PROMPT
Retype the data below without altering anything.

DATA SUPPLIED
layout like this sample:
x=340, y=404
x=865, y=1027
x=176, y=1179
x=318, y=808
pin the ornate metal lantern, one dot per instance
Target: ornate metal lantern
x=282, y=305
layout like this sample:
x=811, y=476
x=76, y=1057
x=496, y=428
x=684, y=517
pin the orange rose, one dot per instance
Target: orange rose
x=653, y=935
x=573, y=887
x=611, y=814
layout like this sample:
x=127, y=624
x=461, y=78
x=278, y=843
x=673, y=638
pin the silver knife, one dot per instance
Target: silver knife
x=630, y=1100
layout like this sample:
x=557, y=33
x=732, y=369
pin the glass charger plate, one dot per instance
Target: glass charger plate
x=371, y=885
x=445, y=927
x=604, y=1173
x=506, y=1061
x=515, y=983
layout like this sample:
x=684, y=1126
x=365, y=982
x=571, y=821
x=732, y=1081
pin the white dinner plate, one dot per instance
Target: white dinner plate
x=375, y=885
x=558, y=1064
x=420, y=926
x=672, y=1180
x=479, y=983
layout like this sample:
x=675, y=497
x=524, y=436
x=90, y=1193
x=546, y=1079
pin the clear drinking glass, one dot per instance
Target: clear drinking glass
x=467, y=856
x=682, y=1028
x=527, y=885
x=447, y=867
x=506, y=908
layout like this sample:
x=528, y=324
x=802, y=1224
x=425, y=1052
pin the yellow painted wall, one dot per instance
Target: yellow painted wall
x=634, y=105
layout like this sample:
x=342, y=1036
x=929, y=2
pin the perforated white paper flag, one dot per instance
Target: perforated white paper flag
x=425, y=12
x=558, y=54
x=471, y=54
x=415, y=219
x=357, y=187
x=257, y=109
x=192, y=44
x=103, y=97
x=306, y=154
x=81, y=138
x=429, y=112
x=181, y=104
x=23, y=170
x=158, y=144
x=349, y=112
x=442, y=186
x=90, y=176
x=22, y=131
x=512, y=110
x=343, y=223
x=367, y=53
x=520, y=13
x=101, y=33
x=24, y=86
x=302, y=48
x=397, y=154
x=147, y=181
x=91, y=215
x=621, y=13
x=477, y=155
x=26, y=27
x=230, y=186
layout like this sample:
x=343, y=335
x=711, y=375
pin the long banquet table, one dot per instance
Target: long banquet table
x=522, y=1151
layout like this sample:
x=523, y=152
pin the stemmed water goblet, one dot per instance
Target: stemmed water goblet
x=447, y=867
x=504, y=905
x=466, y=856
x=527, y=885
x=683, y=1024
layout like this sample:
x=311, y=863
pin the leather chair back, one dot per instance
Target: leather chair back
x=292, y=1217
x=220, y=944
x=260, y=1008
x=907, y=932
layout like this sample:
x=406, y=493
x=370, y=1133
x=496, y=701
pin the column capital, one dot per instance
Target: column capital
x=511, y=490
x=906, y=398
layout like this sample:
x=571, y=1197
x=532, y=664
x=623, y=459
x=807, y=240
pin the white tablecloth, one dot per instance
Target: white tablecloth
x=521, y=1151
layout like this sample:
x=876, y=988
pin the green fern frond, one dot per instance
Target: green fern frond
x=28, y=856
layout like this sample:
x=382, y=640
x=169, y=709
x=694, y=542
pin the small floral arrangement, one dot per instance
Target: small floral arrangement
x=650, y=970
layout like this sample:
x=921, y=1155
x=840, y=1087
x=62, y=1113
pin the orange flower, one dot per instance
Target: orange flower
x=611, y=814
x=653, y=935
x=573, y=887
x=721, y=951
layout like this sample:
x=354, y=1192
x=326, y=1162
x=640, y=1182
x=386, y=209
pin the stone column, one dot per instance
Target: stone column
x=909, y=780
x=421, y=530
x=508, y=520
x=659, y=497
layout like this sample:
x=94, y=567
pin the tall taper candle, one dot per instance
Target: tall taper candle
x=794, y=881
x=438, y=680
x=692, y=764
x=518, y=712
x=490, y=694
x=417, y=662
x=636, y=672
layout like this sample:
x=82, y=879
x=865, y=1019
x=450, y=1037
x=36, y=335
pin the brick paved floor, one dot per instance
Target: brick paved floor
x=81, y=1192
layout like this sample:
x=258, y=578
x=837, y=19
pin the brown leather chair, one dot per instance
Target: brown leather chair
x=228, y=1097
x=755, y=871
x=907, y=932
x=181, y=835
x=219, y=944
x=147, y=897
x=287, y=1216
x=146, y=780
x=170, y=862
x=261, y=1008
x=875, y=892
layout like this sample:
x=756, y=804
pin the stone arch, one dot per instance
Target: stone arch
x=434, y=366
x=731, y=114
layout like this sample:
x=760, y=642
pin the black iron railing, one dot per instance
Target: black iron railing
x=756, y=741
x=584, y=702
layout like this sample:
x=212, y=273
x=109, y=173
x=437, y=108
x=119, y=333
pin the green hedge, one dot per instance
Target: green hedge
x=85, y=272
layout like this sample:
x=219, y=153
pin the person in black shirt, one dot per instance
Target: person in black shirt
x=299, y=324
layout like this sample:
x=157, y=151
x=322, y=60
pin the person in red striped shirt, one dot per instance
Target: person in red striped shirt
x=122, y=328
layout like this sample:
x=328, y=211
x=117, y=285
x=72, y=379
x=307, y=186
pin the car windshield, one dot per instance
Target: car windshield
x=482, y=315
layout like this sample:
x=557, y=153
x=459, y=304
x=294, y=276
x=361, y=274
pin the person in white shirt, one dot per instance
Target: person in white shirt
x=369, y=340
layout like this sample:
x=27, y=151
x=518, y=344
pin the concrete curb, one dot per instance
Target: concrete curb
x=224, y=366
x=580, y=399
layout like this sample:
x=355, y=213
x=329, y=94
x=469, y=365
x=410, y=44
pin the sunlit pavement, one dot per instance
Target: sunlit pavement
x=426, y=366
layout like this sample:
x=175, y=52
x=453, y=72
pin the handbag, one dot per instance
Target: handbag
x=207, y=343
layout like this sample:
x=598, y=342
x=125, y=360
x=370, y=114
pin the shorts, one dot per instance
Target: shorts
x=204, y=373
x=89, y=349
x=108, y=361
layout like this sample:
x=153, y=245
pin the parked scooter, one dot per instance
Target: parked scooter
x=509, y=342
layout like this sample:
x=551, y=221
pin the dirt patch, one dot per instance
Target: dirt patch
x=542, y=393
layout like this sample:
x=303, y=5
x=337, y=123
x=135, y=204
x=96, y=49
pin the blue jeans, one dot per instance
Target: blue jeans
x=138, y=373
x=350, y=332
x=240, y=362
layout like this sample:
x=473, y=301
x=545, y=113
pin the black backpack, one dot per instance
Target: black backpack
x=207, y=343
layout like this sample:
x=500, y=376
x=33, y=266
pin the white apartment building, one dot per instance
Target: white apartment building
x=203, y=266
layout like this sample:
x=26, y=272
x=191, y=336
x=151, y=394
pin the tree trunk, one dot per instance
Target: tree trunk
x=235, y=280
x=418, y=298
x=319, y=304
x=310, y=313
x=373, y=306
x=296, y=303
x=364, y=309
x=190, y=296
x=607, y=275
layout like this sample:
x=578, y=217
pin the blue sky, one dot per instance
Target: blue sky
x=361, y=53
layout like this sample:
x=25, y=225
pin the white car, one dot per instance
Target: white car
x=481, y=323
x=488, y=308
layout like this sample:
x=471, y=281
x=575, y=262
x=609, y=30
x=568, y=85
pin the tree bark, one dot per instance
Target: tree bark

THE REPLY
layout like this sample:
x=340, y=404
x=865, y=1027
x=176, y=1179
x=318, y=808
pin the ornate metal lantern, one dot per instance
Target: ornate metal lantern
x=282, y=305
layout like this sample:
x=811, y=476
x=76, y=1057
x=496, y=428
x=684, y=517
pin the orange rose, one dot per instance
Target: orange rose
x=653, y=935
x=573, y=887
x=611, y=814
layout like this sample:
x=127, y=624
x=461, y=78
x=278, y=843
x=673, y=638
pin the silver knife, one dot per instance
Target: silver knife
x=630, y=1100
layout like this sample:
x=557, y=33
x=732, y=369
pin the glass charger plate, one dot per instance
Target: glass charger plate
x=371, y=885
x=445, y=927
x=604, y=1173
x=506, y=1061
x=515, y=983
layout like this sample:
x=684, y=1126
x=365, y=982
x=571, y=821
x=732, y=1081
pin the white dinner plate, one dot per instance
Target: white dinner plate
x=375, y=885
x=558, y=1064
x=420, y=926
x=672, y=1180
x=479, y=983
layout like this sample:
x=675, y=497
x=524, y=436
x=90, y=1193
x=546, y=1079
pin the clear drinking glass, one dot per instance
Target: clear drinking glass
x=467, y=856
x=682, y=1028
x=527, y=885
x=447, y=867
x=506, y=908
layout like this sample:
x=528, y=324
x=802, y=1224
x=425, y=1052
pin the yellow painted wall, one dot per instance
Target: yellow painted wall
x=634, y=105
layout like this sample:
x=342, y=1036
x=929, y=2
pin the perforated white paper flag, one dot per instance
Target: perforated white paper flag
x=425, y=12
x=558, y=54
x=471, y=54
x=415, y=219
x=357, y=187
x=257, y=109
x=192, y=44
x=103, y=97
x=306, y=154
x=81, y=138
x=429, y=112
x=181, y=104
x=23, y=170
x=158, y=144
x=349, y=112
x=442, y=186
x=90, y=176
x=22, y=131
x=512, y=110
x=343, y=223
x=367, y=53
x=520, y=13
x=101, y=33
x=24, y=86
x=302, y=48
x=397, y=154
x=147, y=181
x=91, y=215
x=621, y=13
x=477, y=155
x=26, y=27
x=230, y=186
layout like this sample:
x=343, y=335
x=711, y=375
pin the long banquet table, one dot per instance
Target: long banquet table
x=522, y=1151
layout like this sample:
x=523, y=152
pin the stemmed water goblet, one dot per instance
Target: stemmed water goblet
x=447, y=867
x=504, y=905
x=466, y=856
x=527, y=885
x=683, y=1024
layout like this sample:
x=311, y=863
pin the leather chair back, one dot per instance
Target: leather chair back
x=292, y=1217
x=220, y=944
x=260, y=1008
x=907, y=932
layout like this sample:
x=406, y=493
x=370, y=1133
x=496, y=701
pin the column capital, one dot per instance
Target: column capital
x=511, y=490
x=906, y=398
layout like this sample:
x=571, y=1197
x=532, y=664
x=623, y=459
x=807, y=240
pin the white tablecloth, one dot per instance
Target: white tablecloth
x=521, y=1151
layout like this sample:
x=876, y=988
pin the green fern frond, one dot per instance
Target: green fern frond
x=28, y=856
layout like this sample:
x=382, y=640
x=169, y=709
x=694, y=542
pin the small floral arrangement, one dot per instance
Target: small floral arrangement
x=650, y=970
layout like this sample:
x=921, y=1155
x=840, y=1087
x=62, y=1113
pin the orange flower, one dot per instance
Target: orange flower
x=611, y=814
x=653, y=935
x=573, y=887
x=721, y=951
layout like this sample:
x=354, y=1192
x=326, y=1162
x=640, y=1182
x=386, y=209
pin the stone column, one dot per instance
Target: stone column
x=909, y=780
x=421, y=530
x=508, y=520
x=659, y=497
layout like this sample:
x=94, y=567
pin the tall taper candle, one dot per instance
Target: tall taper candle
x=794, y=881
x=438, y=680
x=692, y=764
x=518, y=712
x=490, y=694
x=417, y=662
x=636, y=672
layout like this sample:
x=82, y=879
x=865, y=1019
x=450, y=1037
x=36, y=335
pin the brick paved floor, one dot per instance
Target: brick paved floor
x=81, y=1192
layout like this sample:
x=258, y=578
x=837, y=19
pin the brown leather chair, one dot per instance
Target: brown leather chair
x=228, y=1097
x=755, y=871
x=907, y=932
x=181, y=835
x=219, y=944
x=147, y=897
x=287, y=1216
x=146, y=780
x=170, y=862
x=261, y=1008
x=875, y=892
layout like this sample:
x=756, y=804
pin the stone arch, one dot per instance
Target: stone arch
x=434, y=366
x=731, y=114
layout like this sample:
x=760, y=642
pin the black iron railing, one dot per instance
Target: black iron railing
x=756, y=741
x=584, y=702
layout like this sample:
x=212, y=273
x=109, y=173
x=437, y=108
x=119, y=333
pin the green hedge, one dot per instance
Target: green hedge
x=85, y=272
layout like this sample:
x=219, y=153
pin the person in black shirt, one dot per instance
Target: person in black shirt
x=299, y=324
layout like this sample:
x=157, y=151
x=322, y=60
pin the person in red striped shirt, one dot per instance
Target: person in red striped shirt
x=122, y=328
layout like this sample:
x=328, y=211
x=117, y=285
x=72, y=379
x=307, y=186
pin the car windshield, one dot per instance
Target: car windshield
x=482, y=315
layout like this sample:
x=557, y=153
x=459, y=304
x=294, y=276
x=361, y=274
pin the person in white shirt, one dot per instance
Target: person in white shirt
x=369, y=340
layout like this sample:
x=27, y=151
x=518, y=344
pin the concrete curb, one dot per instance
Target: concrete curb
x=224, y=366
x=580, y=399
layout like this sample:
x=355, y=213
x=329, y=94
x=469, y=365
x=410, y=44
pin the sunlit pavement, one dot per instance
Target: sunlit pavement
x=426, y=366
layout like this sample:
x=175, y=52
x=453, y=72
pin the handbag, one dot per instance
Target: handbag
x=207, y=343
layout like this sample:
x=598, y=342
x=125, y=360
x=370, y=114
pin the shorts, one dot per instance
Target: shorts
x=204, y=373
x=89, y=349
x=108, y=361
layout like this sample:
x=153, y=245
pin the parked scooter, one dot per instance
Target: parked scooter
x=509, y=342
layout like this sample:
x=551, y=221
pin the dirt patch, one dot per instance
Target: dirt patch
x=542, y=393
layout like this sample:
x=303, y=5
x=337, y=123
x=135, y=204
x=96, y=49
pin the blue jeans, one dot per instance
Target: blue jeans
x=138, y=373
x=350, y=332
x=240, y=362
layout like this sample:
x=473, y=301
x=545, y=113
pin the black backpack, one dot per instance
Target: black backpack
x=207, y=343
layout like this sample:
x=500, y=376
x=33, y=266
pin the white apartment building, one dot per instance
Target: white apartment building
x=203, y=266
layout like this sample:
x=26, y=272
x=191, y=336
x=151, y=394
pin the tree trunk, one dot per instance
Target: tree trunk
x=235, y=280
x=418, y=298
x=319, y=304
x=310, y=313
x=373, y=306
x=296, y=303
x=364, y=309
x=190, y=296
x=607, y=275
layout like this sample:
x=578, y=217
pin the blue sky, one dot per instance
Target: blue sky
x=361, y=53
layout like this sample:
x=25, y=225
pin the white car, one dot per instance
Target: white car
x=481, y=323
x=488, y=308
layout like this sample:
x=471, y=281
x=575, y=262
x=609, y=30
x=568, y=85
pin the tree bark, one dot per instance
Target: tree bark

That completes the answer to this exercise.